## OBJECTIVE
Convert all the rows below into a two-column CSV with the columns "request" and "answer", one line per request, with each request's text and its answer in a single quoted field and line breaks replaced by spaces. Leave the pictures out.

Image region outline records
****************************************

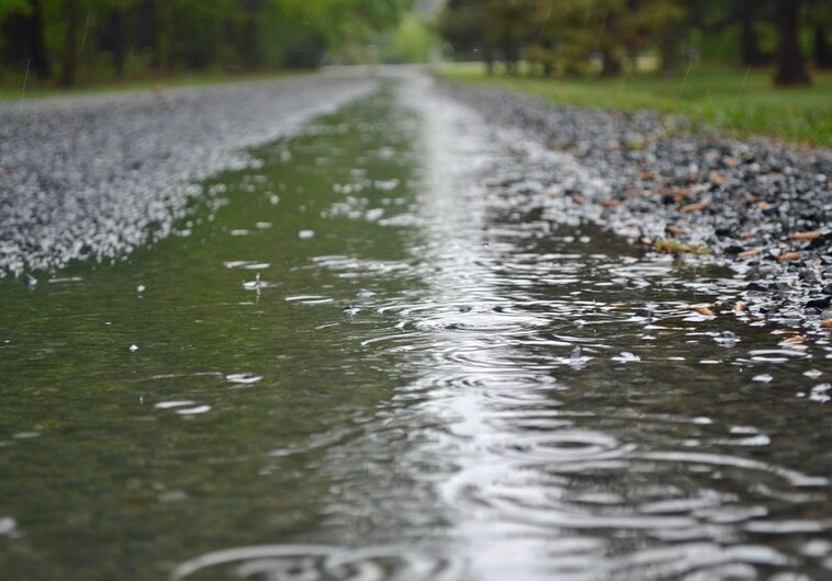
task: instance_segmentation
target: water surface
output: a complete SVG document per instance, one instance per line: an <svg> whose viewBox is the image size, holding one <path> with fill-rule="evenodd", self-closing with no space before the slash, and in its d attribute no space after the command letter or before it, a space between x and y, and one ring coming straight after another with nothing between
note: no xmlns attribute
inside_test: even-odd
<svg viewBox="0 0 832 581"><path fill-rule="evenodd" d="M172 238L0 281L10 579L832 574L827 337L426 79L256 153Z"/></svg>

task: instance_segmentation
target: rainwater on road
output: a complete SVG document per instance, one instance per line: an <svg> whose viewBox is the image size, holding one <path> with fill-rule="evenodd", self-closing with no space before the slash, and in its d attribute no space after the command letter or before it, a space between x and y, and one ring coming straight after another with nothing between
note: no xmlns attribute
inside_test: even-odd
<svg viewBox="0 0 832 581"><path fill-rule="evenodd" d="M255 156L0 281L0 578L832 577L832 351L697 311L731 272L427 78Z"/></svg>

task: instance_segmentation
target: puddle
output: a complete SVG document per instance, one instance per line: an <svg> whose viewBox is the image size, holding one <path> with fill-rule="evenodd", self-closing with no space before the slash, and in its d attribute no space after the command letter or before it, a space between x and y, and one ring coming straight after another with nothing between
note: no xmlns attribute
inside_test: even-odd
<svg viewBox="0 0 832 581"><path fill-rule="evenodd" d="M4 570L832 574L828 335L429 83L204 184L187 238L0 282Z"/></svg>

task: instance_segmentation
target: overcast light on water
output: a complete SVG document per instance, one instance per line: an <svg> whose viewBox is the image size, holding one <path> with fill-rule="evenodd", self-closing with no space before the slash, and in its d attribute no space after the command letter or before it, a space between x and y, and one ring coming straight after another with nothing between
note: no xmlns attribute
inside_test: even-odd
<svg viewBox="0 0 832 581"><path fill-rule="evenodd" d="M709 316L746 283L427 77L251 156L128 260L0 281L10 579L832 574L827 338Z"/></svg>

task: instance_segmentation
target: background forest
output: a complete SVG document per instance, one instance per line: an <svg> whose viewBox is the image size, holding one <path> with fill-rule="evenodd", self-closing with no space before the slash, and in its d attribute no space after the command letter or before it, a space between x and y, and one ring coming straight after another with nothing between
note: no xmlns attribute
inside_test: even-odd
<svg viewBox="0 0 832 581"><path fill-rule="evenodd" d="M440 48L514 72L617 77L645 59L832 69L829 0L1 0L0 86L426 61Z"/></svg>
<svg viewBox="0 0 832 581"><path fill-rule="evenodd" d="M829 0L449 0L439 30L461 58L511 72L616 77L644 54L662 75L706 59L775 65L776 84L810 81L807 57L832 68Z"/></svg>
<svg viewBox="0 0 832 581"><path fill-rule="evenodd" d="M64 87L349 60L411 0L2 0L0 82Z"/></svg>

****************************************

## EXERCISE ANSWER
request,answer
"task: instance_segmentation target: water surface output: a complete SVG document per instance, one instance per line: an <svg> whose viewBox is the image size, holding one <path> with fill-rule=""evenodd"", self-closing with no space before the slash, and in its d attribute no space after the command letter or before it, a space between x and y, and one ring coming straight after another with nothing between note: no xmlns attribute inside_test: even-odd","<svg viewBox=""0 0 832 581""><path fill-rule=""evenodd"" d=""M172 238L0 281L10 579L832 574L827 337L426 79L256 153Z""/></svg>"
"task: instance_segmentation target: rainwater on road output: a complete SVG document per instance, one instance per line: an <svg> whose viewBox is the image size, holding one <path> with fill-rule=""evenodd"", self-closing with no space before the slash, and in its d attribute no space after the command letter or before it, a space between x and y, and one ring coming straight after another with nothing between note: no xmlns attribute inside_test: even-odd","<svg viewBox=""0 0 832 581""><path fill-rule=""evenodd"" d=""M255 156L0 281L0 578L832 577L832 351L697 311L731 272L427 78Z""/></svg>"
"task: instance_segmentation target: puddle output: a complete SVG document per instance, one instance per line: an <svg> whose viewBox is the image size, holding one <path> with fill-rule=""evenodd"", self-closing with no space before the slash, and in its d attribute no space after the command letter or before it, a space between x and y, and one ring coming straight after another with nothing between note: no xmlns attribute inside_test: even-odd","<svg viewBox=""0 0 832 581""><path fill-rule=""evenodd"" d=""M4 570L832 574L828 335L429 83L204 184L187 238L0 282Z""/></svg>"
"task: instance_segmentation target: overcast light on water output: a complete SVG document per instance, one instance per line: an <svg> whose viewBox is the image size, holding one <path> with fill-rule=""evenodd"", self-closing with no space before the slash, and in its d attribute no space after the command letter or before it, a space between x and y, and one ring coming straight after another with nothing between note: no xmlns attribute inside_test: even-odd","<svg viewBox=""0 0 832 581""><path fill-rule=""evenodd"" d=""M709 316L746 283L427 77L251 156L128 260L0 281L10 579L832 574L827 338Z""/></svg>"
"task: instance_segmentation target: background forest output: a complete SVG document per instance, one instance per line: an <svg> whose viewBox is the image size, holding one <path> with fill-rule=""evenodd"", self-closing with no space before the slash, and in its d attribute no space after the command letter or before it, a space between x and y, and one ring coming straight after another with nothing between note: no xmlns attribute inside_test: even-odd","<svg viewBox=""0 0 832 581""><path fill-rule=""evenodd"" d=""M440 48L514 72L617 77L645 59L832 69L829 0L1 0L0 86L426 61Z""/></svg> <svg viewBox=""0 0 832 581""><path fill-rule=""evenodd"" d=""M829 0L449 0L439 30L461 58L511 72L616 77L644 54L662 75L706 59L775 65L776 84L810 81L807 57L832 68Z""/></svg> <svg viewBox=""0 0 832 581""><path fill-rule=""evenodd"" d=""M64 87L349 60L411 0L2 0L0 82Z""/></svg>"